_What the task asks_
Find every line below that contains the string "canopy" and copy each of those lines out in full. Case counts.

***** Records for this task *****

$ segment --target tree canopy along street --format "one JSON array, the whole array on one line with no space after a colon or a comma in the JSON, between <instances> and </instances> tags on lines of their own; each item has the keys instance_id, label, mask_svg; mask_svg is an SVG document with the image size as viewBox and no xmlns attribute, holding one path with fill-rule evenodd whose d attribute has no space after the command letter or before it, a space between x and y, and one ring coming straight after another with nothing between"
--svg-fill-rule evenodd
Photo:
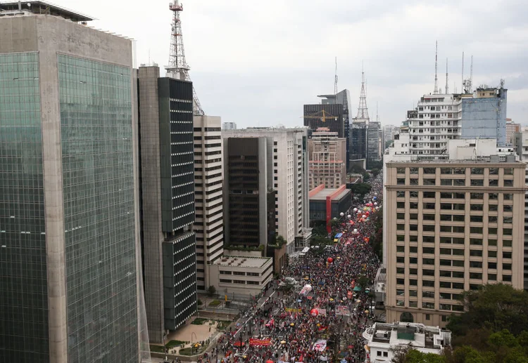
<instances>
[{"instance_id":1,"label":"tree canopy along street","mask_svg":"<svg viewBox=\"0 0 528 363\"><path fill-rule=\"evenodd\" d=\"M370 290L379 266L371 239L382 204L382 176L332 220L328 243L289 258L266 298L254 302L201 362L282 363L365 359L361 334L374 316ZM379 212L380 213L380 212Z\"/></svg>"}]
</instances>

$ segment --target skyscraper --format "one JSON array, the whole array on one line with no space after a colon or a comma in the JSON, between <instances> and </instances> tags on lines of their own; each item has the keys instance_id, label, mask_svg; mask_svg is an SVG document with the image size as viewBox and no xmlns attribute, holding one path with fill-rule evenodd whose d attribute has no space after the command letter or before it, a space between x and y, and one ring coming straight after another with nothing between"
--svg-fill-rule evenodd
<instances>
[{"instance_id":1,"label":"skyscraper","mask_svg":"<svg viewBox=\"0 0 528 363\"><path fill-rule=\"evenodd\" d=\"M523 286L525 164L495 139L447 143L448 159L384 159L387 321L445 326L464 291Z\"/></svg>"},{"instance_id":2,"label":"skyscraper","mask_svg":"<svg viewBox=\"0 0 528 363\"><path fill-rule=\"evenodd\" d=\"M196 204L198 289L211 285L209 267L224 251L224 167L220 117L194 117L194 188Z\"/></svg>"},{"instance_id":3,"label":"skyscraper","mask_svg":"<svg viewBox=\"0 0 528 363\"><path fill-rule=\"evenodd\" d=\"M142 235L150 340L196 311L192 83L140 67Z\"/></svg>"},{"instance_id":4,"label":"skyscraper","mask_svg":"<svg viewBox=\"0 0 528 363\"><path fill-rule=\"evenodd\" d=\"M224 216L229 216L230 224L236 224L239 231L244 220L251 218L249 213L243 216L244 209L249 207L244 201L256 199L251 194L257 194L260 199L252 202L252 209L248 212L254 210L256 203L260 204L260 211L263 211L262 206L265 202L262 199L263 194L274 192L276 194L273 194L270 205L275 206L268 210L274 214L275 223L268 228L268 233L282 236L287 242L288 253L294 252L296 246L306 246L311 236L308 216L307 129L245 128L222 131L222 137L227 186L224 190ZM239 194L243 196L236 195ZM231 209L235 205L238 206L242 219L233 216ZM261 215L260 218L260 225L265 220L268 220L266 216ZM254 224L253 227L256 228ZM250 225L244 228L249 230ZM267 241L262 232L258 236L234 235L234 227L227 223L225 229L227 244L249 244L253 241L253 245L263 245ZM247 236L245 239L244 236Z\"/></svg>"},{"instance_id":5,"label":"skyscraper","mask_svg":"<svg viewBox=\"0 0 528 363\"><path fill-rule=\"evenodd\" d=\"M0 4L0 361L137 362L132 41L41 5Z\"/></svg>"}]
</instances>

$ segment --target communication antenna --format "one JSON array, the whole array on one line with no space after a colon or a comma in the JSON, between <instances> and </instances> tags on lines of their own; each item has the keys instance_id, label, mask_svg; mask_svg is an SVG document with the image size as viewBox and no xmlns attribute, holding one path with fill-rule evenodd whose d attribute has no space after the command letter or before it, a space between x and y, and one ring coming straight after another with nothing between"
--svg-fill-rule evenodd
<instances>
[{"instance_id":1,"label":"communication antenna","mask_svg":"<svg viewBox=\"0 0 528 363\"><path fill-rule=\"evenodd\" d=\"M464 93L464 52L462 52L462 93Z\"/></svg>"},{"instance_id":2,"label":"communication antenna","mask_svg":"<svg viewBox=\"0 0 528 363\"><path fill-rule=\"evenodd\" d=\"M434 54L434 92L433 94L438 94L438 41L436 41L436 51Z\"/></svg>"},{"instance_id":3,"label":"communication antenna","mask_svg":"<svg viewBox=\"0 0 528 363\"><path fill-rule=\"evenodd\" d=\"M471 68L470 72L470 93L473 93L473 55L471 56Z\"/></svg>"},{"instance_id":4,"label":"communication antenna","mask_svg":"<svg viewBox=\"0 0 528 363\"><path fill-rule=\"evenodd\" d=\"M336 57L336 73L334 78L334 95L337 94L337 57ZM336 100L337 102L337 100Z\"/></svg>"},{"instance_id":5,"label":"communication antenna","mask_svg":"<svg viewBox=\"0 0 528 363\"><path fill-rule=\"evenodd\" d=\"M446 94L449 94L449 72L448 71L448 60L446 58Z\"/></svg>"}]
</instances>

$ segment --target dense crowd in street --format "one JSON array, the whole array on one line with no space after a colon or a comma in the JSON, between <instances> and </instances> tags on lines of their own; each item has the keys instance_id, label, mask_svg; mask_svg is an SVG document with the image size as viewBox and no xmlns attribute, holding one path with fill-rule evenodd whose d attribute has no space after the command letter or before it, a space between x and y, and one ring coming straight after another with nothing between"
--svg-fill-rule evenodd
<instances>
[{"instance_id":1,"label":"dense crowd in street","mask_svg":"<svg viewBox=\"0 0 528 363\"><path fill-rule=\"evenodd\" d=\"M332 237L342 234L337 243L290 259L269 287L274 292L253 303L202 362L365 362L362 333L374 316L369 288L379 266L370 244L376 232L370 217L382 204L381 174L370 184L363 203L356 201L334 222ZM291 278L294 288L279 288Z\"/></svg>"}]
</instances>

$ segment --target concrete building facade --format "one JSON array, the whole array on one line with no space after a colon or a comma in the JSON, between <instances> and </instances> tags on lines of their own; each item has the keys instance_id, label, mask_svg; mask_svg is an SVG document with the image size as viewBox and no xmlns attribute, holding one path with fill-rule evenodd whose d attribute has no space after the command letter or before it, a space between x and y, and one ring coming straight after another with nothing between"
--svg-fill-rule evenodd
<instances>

*****

_Correct answer_
$ segment --target tree canopy along street --format "one JSON array, the whole array on one line with no space after a colon or a comma in the JSON, between <instances> and </instances> tags on lines of their own; each item has the keys instance_id, label, mask_svg; mask_svg is an SVG document with the image size as viewBox and no xmlns attribute, holding one path with fill-rule evenodd whose d attribute has no space after the command letter or before it, a space between x and y, and one ring coming straight after another with nothing between"
[{"instance_id":1,"label":"tree canopy along street","mask_svg":"<svg viewBox=\"0 0 528 363\"><path fill-rule=\"evenodd\" d=\"M370 290L379 266L371 239L382 204L382 176L332 220L328 243L289 258L266 298L254 302L201 362L282 363L365 359L361 334L374 316ZM379 212L380 213L380 212Z\"/></svg>"}]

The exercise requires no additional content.